Excerpts from labeled region data
-- begin --

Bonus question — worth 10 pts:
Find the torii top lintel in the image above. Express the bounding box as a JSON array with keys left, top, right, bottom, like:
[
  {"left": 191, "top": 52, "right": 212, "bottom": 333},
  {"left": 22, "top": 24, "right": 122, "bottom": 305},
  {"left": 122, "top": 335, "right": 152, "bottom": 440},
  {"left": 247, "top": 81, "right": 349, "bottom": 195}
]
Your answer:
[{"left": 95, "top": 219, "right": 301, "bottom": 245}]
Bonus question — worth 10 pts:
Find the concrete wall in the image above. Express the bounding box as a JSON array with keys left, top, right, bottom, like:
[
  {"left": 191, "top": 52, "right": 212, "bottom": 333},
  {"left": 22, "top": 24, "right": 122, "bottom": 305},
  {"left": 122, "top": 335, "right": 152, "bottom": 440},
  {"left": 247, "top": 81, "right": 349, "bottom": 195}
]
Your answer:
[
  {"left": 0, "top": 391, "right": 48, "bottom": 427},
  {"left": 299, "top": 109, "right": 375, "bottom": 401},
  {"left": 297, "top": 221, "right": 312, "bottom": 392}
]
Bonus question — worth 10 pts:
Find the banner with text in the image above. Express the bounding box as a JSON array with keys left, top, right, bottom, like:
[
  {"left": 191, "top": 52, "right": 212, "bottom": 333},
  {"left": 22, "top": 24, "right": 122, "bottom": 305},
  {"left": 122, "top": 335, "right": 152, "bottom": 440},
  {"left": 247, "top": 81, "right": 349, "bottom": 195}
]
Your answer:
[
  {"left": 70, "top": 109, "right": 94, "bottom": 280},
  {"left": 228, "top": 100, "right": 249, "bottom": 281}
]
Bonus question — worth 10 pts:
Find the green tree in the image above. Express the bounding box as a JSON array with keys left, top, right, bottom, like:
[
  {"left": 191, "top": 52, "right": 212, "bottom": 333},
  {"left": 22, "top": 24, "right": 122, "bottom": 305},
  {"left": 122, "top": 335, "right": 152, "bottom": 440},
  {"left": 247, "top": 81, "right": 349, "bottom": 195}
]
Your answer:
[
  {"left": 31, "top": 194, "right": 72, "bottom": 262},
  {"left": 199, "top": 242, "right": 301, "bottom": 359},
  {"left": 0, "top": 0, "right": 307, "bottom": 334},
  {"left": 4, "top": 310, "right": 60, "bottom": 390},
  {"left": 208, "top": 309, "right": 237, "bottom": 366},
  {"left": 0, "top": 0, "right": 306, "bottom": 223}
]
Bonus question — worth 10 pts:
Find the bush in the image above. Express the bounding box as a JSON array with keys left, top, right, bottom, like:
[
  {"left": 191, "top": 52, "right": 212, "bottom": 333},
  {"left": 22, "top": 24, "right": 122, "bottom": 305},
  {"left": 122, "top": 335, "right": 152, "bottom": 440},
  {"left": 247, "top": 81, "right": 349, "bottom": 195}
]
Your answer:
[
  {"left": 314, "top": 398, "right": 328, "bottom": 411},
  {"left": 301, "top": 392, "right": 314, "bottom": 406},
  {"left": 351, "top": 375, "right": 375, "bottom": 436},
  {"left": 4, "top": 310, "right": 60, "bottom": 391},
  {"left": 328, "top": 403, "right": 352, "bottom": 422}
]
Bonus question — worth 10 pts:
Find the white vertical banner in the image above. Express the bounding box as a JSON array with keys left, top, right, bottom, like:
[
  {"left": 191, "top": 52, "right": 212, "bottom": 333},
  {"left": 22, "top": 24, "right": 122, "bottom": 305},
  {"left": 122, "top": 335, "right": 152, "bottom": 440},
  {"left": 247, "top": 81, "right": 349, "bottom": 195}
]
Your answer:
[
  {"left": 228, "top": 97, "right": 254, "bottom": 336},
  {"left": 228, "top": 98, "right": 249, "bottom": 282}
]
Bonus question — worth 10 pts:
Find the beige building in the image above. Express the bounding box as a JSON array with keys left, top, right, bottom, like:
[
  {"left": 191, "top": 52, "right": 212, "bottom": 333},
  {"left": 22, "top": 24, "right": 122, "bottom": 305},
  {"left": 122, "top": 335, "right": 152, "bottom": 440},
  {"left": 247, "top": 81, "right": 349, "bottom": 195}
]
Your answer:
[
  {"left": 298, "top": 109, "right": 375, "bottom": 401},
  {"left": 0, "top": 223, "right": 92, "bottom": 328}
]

-- end --

Work to be completed:
Locate each line in the entries above that contains the string "like", matching case exactly, and copy those lines.

Correct answer:
Find the torii top lintel in the image above. Express the bounding box as a JSON array with keys left, top, right, bottom, like:
Find the concrete wall in the image above. Express the bounding box as a JSON array with keys left, top, right, bottom, like:
Find the banner with text in the image above. Express the bounding box as a JSON array with keys left, top, right, bottom, like:
Find the green tree in the image above. Express the bounding box as a JSON array with keys left, top, right, bottom, like:
Find the bush in the image above. Express the bounding box as a JSON array with keys left, top, right, bottom, like:
Find the white vertical banner in the image above. Express the bounding box as a JSON array with keys left, top, right, bottom, like:
Find the beige building in the image above. Express the bounding box as a JSON array with keys left, top, right, bottom, like:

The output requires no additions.